--- Given information Enclosed Below ---

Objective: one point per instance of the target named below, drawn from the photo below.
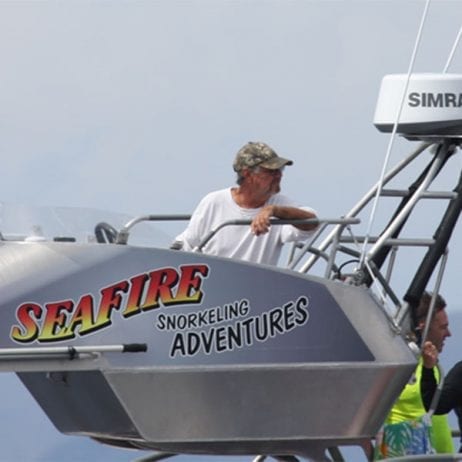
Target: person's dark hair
(424, 305)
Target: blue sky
(139, 107)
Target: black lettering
(414, 100)
(178, 346)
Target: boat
(186, 353)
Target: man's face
(268, 180)
(439, 330)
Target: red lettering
(28, 329)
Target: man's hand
(261, 223)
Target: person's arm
(451, 393)
(261, 223)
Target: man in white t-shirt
(256, 197)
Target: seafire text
(65, 319)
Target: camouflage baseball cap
(259, 154)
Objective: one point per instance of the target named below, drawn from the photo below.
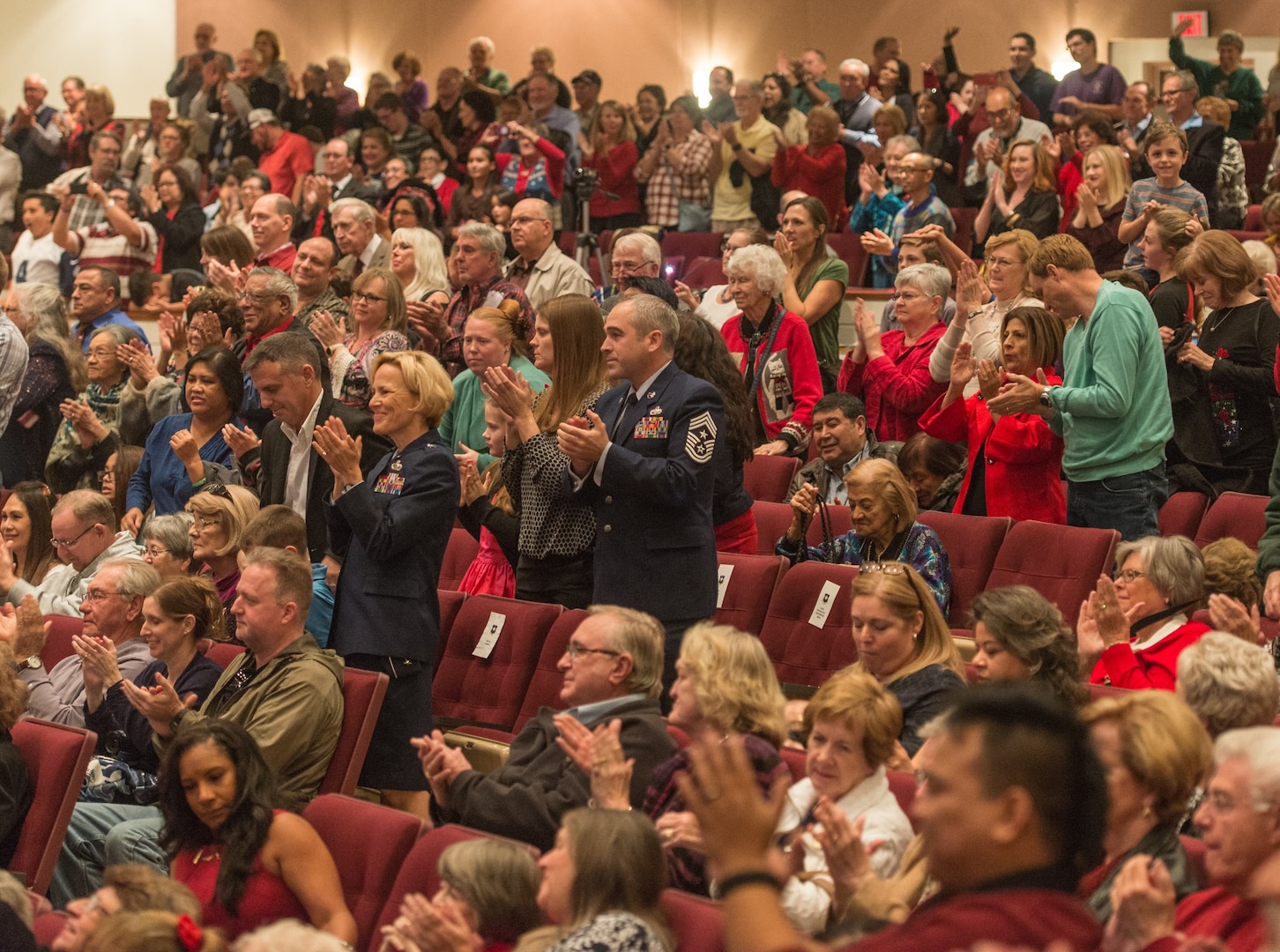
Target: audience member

--- End of Enclosed Given information ---

If a line holds a picture, skip the picture and transcribe the rest of the material exactly.

§ Response
Objective: one point per instance of the target named below, drawn from the photo below.
Target: person's dark hair
(424, 305)
Target: blue sky
(139, 107)
Target: black lettering
(414, 100)
(178, 346)
Target: boat
(186, 353)
Target: man's face
(268, 180)
(439, 330)
Target: red lettering
(28, 329)
Target: man's hand
(261, 223)
Target: person's arm
(451, 393)
(261, 223)
Target: man in white t-shirt
(256, 197)
Target: seafire text
(65, 319)
Target: camouflage baseball cap
(259, 154)
Objective: one point per instance of the target named below, drawn from the photo below.
Target: audience member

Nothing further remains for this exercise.